**Instructions to follow**
Copy every line of the material from the line containing "window shown in the photo above." through the end of the material, both ends included. Scale each x and y coordinate by 0.5 and round to whole numbers, with halves rounded up.

Recorded data:
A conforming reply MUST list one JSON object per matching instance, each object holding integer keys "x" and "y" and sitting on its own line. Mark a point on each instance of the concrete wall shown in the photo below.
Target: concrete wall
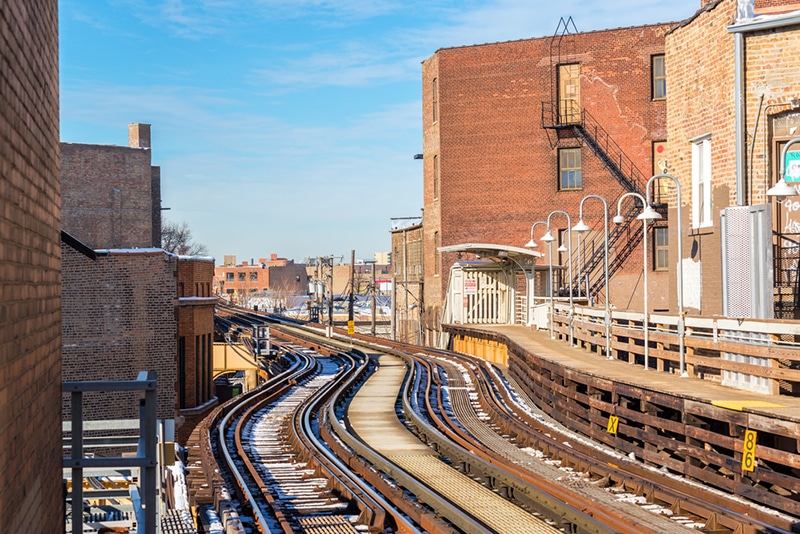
{"x": 111, "y": 194}
{"x": 119, "y": 319}
{"x": 30, "y": 260}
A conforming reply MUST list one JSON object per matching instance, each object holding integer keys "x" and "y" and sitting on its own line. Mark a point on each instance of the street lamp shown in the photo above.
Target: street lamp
{"x": 649, "y": 214}
{"x": 619, "y": 219}
{"x": 532, "y": 243}
{"x": 583, "y": 227}
{"x": 781, "y": 190}
{"x": 549, "y": 238}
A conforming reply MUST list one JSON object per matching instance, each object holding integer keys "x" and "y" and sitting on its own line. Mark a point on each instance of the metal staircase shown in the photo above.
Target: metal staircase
{"x": 566, "y": 118}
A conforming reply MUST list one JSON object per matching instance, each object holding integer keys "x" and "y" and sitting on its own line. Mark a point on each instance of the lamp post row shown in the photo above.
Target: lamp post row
{"x": 780, "y": 191}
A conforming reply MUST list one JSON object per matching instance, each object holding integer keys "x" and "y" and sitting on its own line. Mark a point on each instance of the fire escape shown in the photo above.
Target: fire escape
{"x": 567, "y": 119}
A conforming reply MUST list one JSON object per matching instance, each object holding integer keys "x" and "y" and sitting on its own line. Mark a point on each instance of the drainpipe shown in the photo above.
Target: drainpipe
{"x": 739, "y": 90}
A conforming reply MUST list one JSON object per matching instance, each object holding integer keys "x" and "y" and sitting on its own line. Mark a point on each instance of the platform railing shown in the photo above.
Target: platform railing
{"x": 752, "y": 354}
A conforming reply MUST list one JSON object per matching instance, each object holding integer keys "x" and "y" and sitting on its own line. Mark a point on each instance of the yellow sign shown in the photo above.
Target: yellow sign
{"x": 613, "y": 423}
{"x": 749, "y": 451}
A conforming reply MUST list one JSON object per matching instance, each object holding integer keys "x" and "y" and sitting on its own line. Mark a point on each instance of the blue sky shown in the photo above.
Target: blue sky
{"x": 287, "y": 126}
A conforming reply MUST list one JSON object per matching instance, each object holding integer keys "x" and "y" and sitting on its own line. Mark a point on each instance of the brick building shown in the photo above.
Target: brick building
{"x": 733, "y": 106}
{"x": 112, "y": 194}
{"x": 515, "y": 130}
{"x": 31, "y": 497}
{"x": 196, "y": 394}
{"x": 119, "y": 319}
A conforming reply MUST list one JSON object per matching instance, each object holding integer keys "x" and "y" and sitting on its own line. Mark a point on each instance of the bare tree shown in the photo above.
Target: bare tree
{"x": 177, "y": 238}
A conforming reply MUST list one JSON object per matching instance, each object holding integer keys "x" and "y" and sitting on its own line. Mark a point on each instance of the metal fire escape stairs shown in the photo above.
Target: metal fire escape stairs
{"x": 568, "y": 120}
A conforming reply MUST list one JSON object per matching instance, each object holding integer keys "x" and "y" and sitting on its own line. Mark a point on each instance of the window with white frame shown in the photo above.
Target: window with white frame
{"x": 701, "y": 182}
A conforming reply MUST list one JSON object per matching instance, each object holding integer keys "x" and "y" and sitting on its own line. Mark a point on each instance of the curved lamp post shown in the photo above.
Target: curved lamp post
{"x": 619, "y": 219}
{"x": 583, "y": 227}
{"x": 650, "y": 214}
{"x": 532, "y": 244}
{"x": 549, "y": 238}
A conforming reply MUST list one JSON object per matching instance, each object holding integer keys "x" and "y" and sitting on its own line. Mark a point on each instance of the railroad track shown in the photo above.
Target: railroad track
{"x": 460, "y": 405}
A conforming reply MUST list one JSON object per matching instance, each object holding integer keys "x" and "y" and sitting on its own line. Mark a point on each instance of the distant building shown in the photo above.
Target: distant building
{"x": 31, "y": 489}
{"x": 407, "y": 272}
{"x": 112, "y": 194}
{"x": 515, "y": 130}
{"x": 240, "y": 283}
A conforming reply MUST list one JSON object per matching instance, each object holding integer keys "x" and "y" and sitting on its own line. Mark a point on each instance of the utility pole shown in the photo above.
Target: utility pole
{"x": 374, "y": 293}
{"x": 350, "y": 322}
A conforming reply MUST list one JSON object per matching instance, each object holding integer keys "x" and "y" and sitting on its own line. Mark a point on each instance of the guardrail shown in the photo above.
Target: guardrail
{"x": 145, "y": 505}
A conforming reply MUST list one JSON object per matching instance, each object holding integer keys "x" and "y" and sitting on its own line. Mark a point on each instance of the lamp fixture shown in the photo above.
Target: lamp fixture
{"x": 581, "y": 227}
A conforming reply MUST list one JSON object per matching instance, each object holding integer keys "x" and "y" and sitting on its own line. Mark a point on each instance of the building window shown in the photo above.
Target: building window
{"x": 435, "y": 177}
{"x": 660, "y": 248}
{"x": 435, "y": 91}
{"x": 569, "y": 168}
{"x": 659, "y": 73}
{"x": 437, "y": 265}
{"x": 701, "y": 182}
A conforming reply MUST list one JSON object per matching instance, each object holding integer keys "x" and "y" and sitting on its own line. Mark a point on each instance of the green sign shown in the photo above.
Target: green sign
{"x": 792, "y": 167}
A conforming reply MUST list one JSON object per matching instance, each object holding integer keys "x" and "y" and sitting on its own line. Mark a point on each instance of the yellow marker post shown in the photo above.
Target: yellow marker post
{"x": 749, "y": 450}
{"x": 613, "y": 423}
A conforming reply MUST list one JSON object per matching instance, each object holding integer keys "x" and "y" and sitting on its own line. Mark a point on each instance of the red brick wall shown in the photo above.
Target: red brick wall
{"x": 119, "y": 319}
{"x": 30, "y": 293}
{"x": 107, "y": 199}
{"x": 498, "y": 168}
{"x": 196, "y": 328}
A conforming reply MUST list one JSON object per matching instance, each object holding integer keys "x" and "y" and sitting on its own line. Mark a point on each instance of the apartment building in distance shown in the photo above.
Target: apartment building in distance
{"x": 31, "y": 490}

**Full response**
A conforming reply MUST list one JSON object per matching instance, each object holding integer keys "x" and "y" and sitting on its own line. Mark a point on each instance of the building window shown in the photo above.
Target: building window
{"x": 218, "y": 89}
{"x": 330, "y": 124}
{"x": 218, "y": 46}
{"x": 285, "y": 84}
{"x": 330, "y": 37}
{"x": 219, "y": 133}
{"x": 351, "y": 91}
A conforming reply MUST list one JSON object per matching instance, each object holding integer keys "x" and "y" and sitting on its own line. Mark a point on each instance of the green sign shown in the photo above.
Target: green sign
{"x": 396, "y": 84}
A conforming reply MUST list one JSON object per matching instance, each object holding integer keys "x" and "y" and sitting on its own line. Mark a point on each instance of the yellow marker post shown in the photo above.
Target: yellow marker post
{"x": 375, "y": 225}
{"x": 307, "y": 212}
A conforming reply MUST list one JSON object per matching instance, each object holding integer keys "x" and "y" and sitting on its own line. Mark a point on each instance of the red brick wall shown in the photo above.
Target: red brick wall
{"x": 60, "y": 160}
{"x": 15, "y": 147}
{"x": 54, "y": 100}
{"x": 249, "y": 84}
{"x": 98, "y": 164}
A conforming reply MUST list one JSON object per matching instance, each object holding integer keys "x" and "y" and sitting on its own line. Mark a point on each instance of the apartment building in distance shown in the photo above.
Target: apartment building in distance
{"x": 16, "y": 245}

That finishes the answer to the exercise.